* **Directions**: Carry on the passage about keeping a company's real estate holding entity separate from its operating business, starting after its last sentence.

* **Given passage**:
It is a common practice in Wisconsin (and in other states, as well) for a commercial enterprise to separate the ownership of its real estate from its actual operating facilities. For example, a manufacturing concern might set up a separate entity – often, a limited liability company (LLC) – to own and manage the enterprise’s real estate and improvements. For the manufacturing concern, service operation, or other type of business that serves as a “lessee,” the separate corporate structures can make for a “cleaner” balance sheet. The arrangement can also serve other legitimate business purposes.
Attention to Corporate Separation is Important
Careful attention must be given to maintaining the corporate “separateness” of the two entities, however, lest creditors – or in the case of insolvency, a bankruptcy trustee – be able to disregard the firewall that the owners have constructed between the two entities. The dangers were exhibited recently in a decision of a U.S. Bankruptcy Court [Lassman v. Cameron Constr. LLC (In re Cameron Construction & Roofing Co.), 2016 Bankr. LEXIS 4271, 63 Bankr. Ct. Dec. 119 (D. Mass., Dec. 14, 2016)] involving a bankrupt roofing contractor and a property management company, both of which had been founded and owned by the same man.

* **Source material**:
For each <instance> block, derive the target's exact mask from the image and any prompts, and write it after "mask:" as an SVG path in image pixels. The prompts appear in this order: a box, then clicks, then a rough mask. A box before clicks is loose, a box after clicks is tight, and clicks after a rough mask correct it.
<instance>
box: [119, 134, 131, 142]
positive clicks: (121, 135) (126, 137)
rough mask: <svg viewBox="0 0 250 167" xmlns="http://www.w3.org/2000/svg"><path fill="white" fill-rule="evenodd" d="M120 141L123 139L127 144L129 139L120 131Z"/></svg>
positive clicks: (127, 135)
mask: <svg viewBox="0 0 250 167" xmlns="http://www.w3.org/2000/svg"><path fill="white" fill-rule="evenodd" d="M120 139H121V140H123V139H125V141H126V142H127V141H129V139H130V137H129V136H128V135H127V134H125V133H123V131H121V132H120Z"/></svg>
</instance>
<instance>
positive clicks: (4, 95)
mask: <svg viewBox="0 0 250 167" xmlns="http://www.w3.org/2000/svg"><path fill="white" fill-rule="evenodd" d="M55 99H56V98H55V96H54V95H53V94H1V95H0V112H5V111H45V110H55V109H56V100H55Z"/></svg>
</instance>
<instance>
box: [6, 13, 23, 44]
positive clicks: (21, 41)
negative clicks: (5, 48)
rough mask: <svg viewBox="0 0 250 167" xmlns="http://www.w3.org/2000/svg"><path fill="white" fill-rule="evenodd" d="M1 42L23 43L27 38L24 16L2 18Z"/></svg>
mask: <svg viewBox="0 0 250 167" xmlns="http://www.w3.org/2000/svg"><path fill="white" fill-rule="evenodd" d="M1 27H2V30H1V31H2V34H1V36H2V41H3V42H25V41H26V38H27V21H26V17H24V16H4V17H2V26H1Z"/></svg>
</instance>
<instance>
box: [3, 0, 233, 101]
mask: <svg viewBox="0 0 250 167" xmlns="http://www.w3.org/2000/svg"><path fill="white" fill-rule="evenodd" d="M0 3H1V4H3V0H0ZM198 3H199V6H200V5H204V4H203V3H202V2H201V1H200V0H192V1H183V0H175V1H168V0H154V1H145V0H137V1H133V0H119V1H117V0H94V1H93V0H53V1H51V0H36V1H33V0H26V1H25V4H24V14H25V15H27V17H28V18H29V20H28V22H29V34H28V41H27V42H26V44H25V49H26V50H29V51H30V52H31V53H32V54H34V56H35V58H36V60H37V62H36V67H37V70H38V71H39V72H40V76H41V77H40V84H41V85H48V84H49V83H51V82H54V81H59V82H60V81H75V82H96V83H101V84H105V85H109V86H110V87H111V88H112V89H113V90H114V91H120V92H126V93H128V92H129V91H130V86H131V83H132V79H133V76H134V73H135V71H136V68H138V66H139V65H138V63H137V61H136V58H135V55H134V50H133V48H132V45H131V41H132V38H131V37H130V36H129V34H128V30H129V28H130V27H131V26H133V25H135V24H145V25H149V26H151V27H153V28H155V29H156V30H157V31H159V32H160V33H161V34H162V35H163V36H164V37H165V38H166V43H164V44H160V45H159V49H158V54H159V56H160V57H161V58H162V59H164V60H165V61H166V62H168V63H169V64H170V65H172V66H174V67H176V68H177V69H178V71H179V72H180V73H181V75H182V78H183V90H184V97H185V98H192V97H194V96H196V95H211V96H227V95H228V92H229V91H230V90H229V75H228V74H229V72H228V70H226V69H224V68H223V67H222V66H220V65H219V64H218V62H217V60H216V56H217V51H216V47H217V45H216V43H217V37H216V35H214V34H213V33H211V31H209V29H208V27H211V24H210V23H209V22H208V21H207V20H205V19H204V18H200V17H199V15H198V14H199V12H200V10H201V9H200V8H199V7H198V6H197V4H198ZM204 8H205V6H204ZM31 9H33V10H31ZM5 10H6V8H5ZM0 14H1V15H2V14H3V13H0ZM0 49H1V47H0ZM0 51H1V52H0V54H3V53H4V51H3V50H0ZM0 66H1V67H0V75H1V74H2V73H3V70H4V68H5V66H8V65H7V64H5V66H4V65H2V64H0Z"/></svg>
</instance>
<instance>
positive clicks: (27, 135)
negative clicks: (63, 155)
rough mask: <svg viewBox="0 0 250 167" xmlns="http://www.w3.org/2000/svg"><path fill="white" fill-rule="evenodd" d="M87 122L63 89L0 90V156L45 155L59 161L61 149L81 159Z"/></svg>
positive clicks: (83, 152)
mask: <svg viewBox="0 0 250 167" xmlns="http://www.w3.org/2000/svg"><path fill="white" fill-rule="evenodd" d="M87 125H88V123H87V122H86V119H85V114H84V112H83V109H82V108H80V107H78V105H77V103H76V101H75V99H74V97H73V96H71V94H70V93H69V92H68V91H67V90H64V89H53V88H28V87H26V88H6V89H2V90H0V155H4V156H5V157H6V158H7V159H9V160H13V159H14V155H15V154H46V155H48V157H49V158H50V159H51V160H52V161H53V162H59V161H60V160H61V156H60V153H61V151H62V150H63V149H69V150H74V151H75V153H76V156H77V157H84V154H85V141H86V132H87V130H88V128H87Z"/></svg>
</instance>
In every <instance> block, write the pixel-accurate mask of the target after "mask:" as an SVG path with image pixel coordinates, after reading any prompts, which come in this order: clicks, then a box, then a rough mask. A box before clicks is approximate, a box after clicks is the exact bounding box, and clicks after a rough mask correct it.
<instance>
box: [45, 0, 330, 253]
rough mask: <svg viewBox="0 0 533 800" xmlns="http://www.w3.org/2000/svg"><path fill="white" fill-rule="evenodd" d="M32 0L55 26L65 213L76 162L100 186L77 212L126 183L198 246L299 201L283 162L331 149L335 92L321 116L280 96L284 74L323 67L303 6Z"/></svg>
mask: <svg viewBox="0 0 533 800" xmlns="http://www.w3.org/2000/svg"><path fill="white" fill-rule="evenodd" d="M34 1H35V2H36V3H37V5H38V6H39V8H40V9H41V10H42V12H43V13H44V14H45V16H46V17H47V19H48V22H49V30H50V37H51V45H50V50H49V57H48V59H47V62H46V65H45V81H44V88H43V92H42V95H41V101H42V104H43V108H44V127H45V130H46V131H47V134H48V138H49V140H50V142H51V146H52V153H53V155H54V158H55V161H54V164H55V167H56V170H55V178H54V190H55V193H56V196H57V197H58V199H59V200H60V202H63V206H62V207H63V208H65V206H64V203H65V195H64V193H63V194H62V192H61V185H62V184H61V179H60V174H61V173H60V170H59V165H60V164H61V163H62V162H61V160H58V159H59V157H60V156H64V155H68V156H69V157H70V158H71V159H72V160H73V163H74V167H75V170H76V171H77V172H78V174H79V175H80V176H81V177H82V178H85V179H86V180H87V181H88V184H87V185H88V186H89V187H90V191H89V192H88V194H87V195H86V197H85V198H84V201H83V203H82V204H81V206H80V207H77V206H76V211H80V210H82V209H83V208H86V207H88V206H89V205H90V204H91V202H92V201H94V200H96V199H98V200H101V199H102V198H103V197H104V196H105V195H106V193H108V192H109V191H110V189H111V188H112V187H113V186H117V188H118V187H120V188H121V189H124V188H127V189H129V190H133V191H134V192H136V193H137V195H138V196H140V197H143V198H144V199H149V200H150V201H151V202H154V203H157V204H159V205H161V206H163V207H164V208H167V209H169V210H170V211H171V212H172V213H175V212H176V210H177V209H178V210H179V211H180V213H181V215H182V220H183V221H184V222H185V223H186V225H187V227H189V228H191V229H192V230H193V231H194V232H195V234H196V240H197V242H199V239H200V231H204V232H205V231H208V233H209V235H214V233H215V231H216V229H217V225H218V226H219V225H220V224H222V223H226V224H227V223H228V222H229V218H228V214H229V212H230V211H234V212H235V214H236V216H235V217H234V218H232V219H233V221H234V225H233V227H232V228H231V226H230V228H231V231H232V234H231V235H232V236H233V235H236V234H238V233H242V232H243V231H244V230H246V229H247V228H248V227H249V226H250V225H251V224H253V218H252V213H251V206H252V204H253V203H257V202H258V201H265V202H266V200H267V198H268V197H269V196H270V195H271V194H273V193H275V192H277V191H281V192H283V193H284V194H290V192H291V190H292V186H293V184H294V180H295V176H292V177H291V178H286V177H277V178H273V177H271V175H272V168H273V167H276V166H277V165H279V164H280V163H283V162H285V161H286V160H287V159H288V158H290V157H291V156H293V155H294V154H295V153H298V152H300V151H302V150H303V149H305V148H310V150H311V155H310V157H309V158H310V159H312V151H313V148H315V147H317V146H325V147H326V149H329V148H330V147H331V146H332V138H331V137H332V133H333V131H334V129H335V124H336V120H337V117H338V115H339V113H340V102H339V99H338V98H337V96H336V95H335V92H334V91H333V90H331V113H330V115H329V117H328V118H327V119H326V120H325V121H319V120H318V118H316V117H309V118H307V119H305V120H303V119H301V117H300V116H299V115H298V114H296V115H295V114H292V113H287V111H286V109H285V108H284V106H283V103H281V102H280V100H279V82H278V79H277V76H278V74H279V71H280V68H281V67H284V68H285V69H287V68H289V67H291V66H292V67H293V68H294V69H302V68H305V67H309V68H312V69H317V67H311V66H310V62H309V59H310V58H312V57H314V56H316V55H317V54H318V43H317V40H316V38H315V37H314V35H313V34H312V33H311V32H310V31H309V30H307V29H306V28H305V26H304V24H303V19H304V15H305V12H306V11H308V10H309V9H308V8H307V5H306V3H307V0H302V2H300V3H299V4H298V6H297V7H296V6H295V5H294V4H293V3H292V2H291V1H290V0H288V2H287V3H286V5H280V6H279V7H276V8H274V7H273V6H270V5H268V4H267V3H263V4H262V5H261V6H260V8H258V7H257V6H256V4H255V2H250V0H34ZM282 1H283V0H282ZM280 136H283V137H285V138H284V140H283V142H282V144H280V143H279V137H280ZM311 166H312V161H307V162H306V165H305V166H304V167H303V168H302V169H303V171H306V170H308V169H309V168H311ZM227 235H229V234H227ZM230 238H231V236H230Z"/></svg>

* **Answer below**:
Because of the inherent risks in the construction industry, a roofing contractor incorporated two separate entities in connection with his business. Into the first, his roofing company, he contributed limited assets – primary equipment required in roofing, as well as several vehicles used in the business. At the same time, he created a separate limited liability “property management” company, which took title to the real estate that housed the roofing business.
Years later, when the roofing business failed and the owner filed for corporate bankruptcy, the bankruptcy trustee filed an adversary action claiming that the assets of the management company should be included in the bankruptcy estate. After a hearing, the bankruptcy court acknowledged that the two companies appeared to be separate corporate entities, noting that the contractor and the management company filed separate tax returns, maintained separate articles of incorporation, issued separate W-2s, and filed separate annual reports. The court said, however, that considering all the circumstances, there was substantial identity between the entities and ordered their assets consolidated for purposes of the liquidation.
The Devil Can Hide in the Details
The bankruptcy court appeared to indicate that if the owner of the roofing company and the management company had paid more attention to separateness, then the court might not have disregarded the separateness of the two entities. The devil can hide in the details of such a commercial real estate setup. Maintaining that separateness is made much easier if the business seeks out the counsel of an experienced, aggressive law firm.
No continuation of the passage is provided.